This Guide: Explains in simple terms how Databricks identities work across clouds, why each cloud is different, and how your data stays secure.


Table of Contents

Quick Navigation:


The Big Picture

Think of Databricks as a construction company that needs to build a house (workspace) on your property (cloud account).

The Question: How do you give them access without handing over the keys to your entire property?

The Answer: Each cloud has a different way of handling this:

Let’s break down each one…


Quick Visual Overview

flowchart TB
    subgraph "Your Decision"
        Q{Which cloud are you using?}
    end

    Q -->|AWS| AWS[AWS: Cross-Account Role<br/>Databricks assumes temporary credentials]
    Q -->|Azure| AZ[Azure: First-Party App<br/>Databricks has built-in access]
    Q -->|GCP| GCP[GCP: Service Account<br/>Databricks creates identity in your account]

    AWS --> AWSDetails[You create IAM role<br/>Databricks assumes it<br/>You control via trust policy]
    AZ --> AZDetails[Azure trusts Databricks automatically<br/>You control via RBAC<br/>No setup needed]
    GCP --> GCPDetails[Databricks creates GSA<br/>You grant permissions<br/>You control via IAM]

    style AWS fill:#FF9900,color:#000
    style AZ fill:#0078D4,color:#fff
    style GCP fill:#4285F4,color:#fff

AWS: The “Temporary Key” Model

How It Works

Imagine you hire a contractor. Instead of giving them a permanent key, you:

  1. Create a special lockbox (IAM role) that opens your door
  2. Tell the lockbox “only the contractor can use this” (trust policy)
  3. The contractor uses it when needed, but it expires (temporary credentials)
sequenceDiagram
    participant You as You<br/>(Your AWS Account)
    participant DB as Databricks<br/>(Account 414351767826)
    participant IAM as AWS IAM
    participant Resources as AWS Resources<br/>(EC2, VPC, S3)

    Note over You,DB: Setup Phase
    You->>IAM: 1. Create Cross-Account Role
    You->>IAM: 2. Set trust policy:<br/>"Only Databricks can use this"
    You->>IAM: 3. Attach permissions:<br/>"Can launch EC2, access S3"

    Note over You,DB: Workspace Creation
    DB->>IAM: 4. AssumeRole (with external ID)
    IAM->>IAM: Verify: Is this really Databricks?
    IAM->>DB: ✅ Here are temporary credentials<br/>(valid for 1 hour)

— Direction —
Pick up the guide on Databricks cloud identities where it stops and keep writing it.

[Image boundary annotation data]
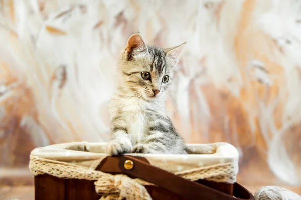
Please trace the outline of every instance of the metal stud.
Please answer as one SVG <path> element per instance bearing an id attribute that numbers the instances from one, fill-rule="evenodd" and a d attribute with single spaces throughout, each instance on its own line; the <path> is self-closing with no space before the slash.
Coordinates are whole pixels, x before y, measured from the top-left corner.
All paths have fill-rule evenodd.
<path id="1" fill-rule="evenodd" d="M 134 168 L 134 162 L 132 161 L 128 160 L 124 162 L 124 168 L 126 170 L 131 170 Z"/>

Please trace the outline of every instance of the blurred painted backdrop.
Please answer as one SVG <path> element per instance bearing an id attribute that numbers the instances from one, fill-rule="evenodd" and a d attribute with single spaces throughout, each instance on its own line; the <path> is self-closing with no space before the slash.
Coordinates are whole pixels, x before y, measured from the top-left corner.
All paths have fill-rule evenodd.
<path id="1" fill-rule="evenodd" d="M 32 184 L 35 148 L 109 140 L 117 61 L 139 31 L 187 42 L 168 104 L 187 142 L 234 145 L 242 184 L 301 185 L 301 0 L 2 0 L 0 12 L 0 182 Z"/>

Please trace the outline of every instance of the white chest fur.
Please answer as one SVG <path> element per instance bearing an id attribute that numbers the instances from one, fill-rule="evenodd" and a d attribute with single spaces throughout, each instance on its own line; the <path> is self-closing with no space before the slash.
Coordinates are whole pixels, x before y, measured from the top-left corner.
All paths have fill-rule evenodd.
<path id="1" fill-rule="evenodd" d="M 143 102 L 139 100 L 124 100 L 122 104 L 122 115 L 131 138 L 134 143 L 138 143 L 142 139 L 147 128 L 147 115 L 143 110 Z M 145 104 L 145 103 L 144 103 Z"/>

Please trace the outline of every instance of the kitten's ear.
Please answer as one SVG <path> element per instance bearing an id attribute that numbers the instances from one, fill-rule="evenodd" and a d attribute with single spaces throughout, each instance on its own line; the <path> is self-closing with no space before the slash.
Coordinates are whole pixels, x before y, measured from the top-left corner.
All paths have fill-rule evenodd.
<path id="1" fill-rule="evenodd" d="M 178 60 L 179 54 L 182 50 L 184 44 L 186 44 L 186 42 L 184 42 L 179 46 L 166 48 L 164 50 L 164 53 L 167 56 L 169 56 L 173 59 Z"/>
<path id="2" fill-rule="evenodd" d="M 133 54 L 148 52 L 148 50 L 142 36 L 139 34 L 133 34 L 127 41 L 127 44 L 124 50 L 124 54 L 128 60 L 130 58 Z"/>

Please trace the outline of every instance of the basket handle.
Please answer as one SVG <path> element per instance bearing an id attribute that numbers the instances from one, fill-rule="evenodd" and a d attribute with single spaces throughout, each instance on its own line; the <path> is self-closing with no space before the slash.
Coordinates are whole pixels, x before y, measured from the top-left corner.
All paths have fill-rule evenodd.
<path id="1" fill-rule="evenodd" d="M 202 184 L 188 180 L 136 158 L 126 156 L 117 158 L 119 159 L 119 170 L 126 175 L 153 184 L 184 196 L 187 200 L 254 200 L 252 194 L 237 183 L 234 184 L 234 198 Z M 124 167 L 124 164 L 127 160 L 130 160 L 133 164 L 133 168 L 130 170 L 126 170 Z"/>

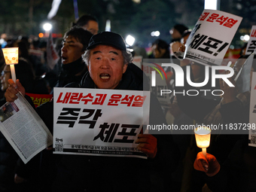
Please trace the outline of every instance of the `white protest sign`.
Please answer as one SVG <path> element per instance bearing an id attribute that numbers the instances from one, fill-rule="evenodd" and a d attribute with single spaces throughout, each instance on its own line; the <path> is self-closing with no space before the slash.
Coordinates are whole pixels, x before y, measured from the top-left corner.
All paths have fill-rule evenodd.
<path id="1" fill-rule="evenodd" d="M 220 66 L 242 19 L 218 10 L 204 10 L 187 41 L 184 59 Z"/>
<path id="2" fill-rule="evenodd" d="M 54 88 L 53 153 L 146 158 L 135 141 L 149 106 L 149 91 Z"/>
<path id="3" fill-rule="evenodd" d="M 256 26 L 252 26 L 250 34 L 250 40 L 248 41 L 245 55 L 254 53 L 256 50 Z"/>
<path id="4" fill-rule="evenodd" d="M 250 101 L 249 146 L 256 147 L 256 72 L 252 74 Z"/>

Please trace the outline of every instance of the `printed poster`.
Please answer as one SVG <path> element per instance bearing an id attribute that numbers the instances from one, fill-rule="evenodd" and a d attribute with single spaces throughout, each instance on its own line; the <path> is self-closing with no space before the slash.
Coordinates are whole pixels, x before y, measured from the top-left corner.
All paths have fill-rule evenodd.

— Result of the exercise —
    DB->>Resources: 5. Create workspace using temp creds
    DB->>Resources: Launch EC2 instances
    DB->>Resources: Configure VPC/subnets
    DB->>Resources: Access S3 buckets

    Note over DB,Resources: Credentials expire automatically

The Roles You Create

You create multiple roles for different purposes:

flowchart TD
    subgraph "Databricks Control Plane<br/>Account: 414351767826"
        DB[Databricks SaaS]
    end

    subgraph "Your AWS Account"
        subgraph "Workspace Management"
            CROSS[Cross-Account Role<br/>Manages workspace infrastructure]
            STORAGE[Storage Config Role<br/>Accesses DBFS root bucket]
        end

        subgraph "Unity Catalog Management"
            UCMETA[UC Metastore Role<br/>Shared across workspaces]
            UCEXT[UC External Role<br/>Per-workspace storage]
        end

        subgraph "Cluster Access"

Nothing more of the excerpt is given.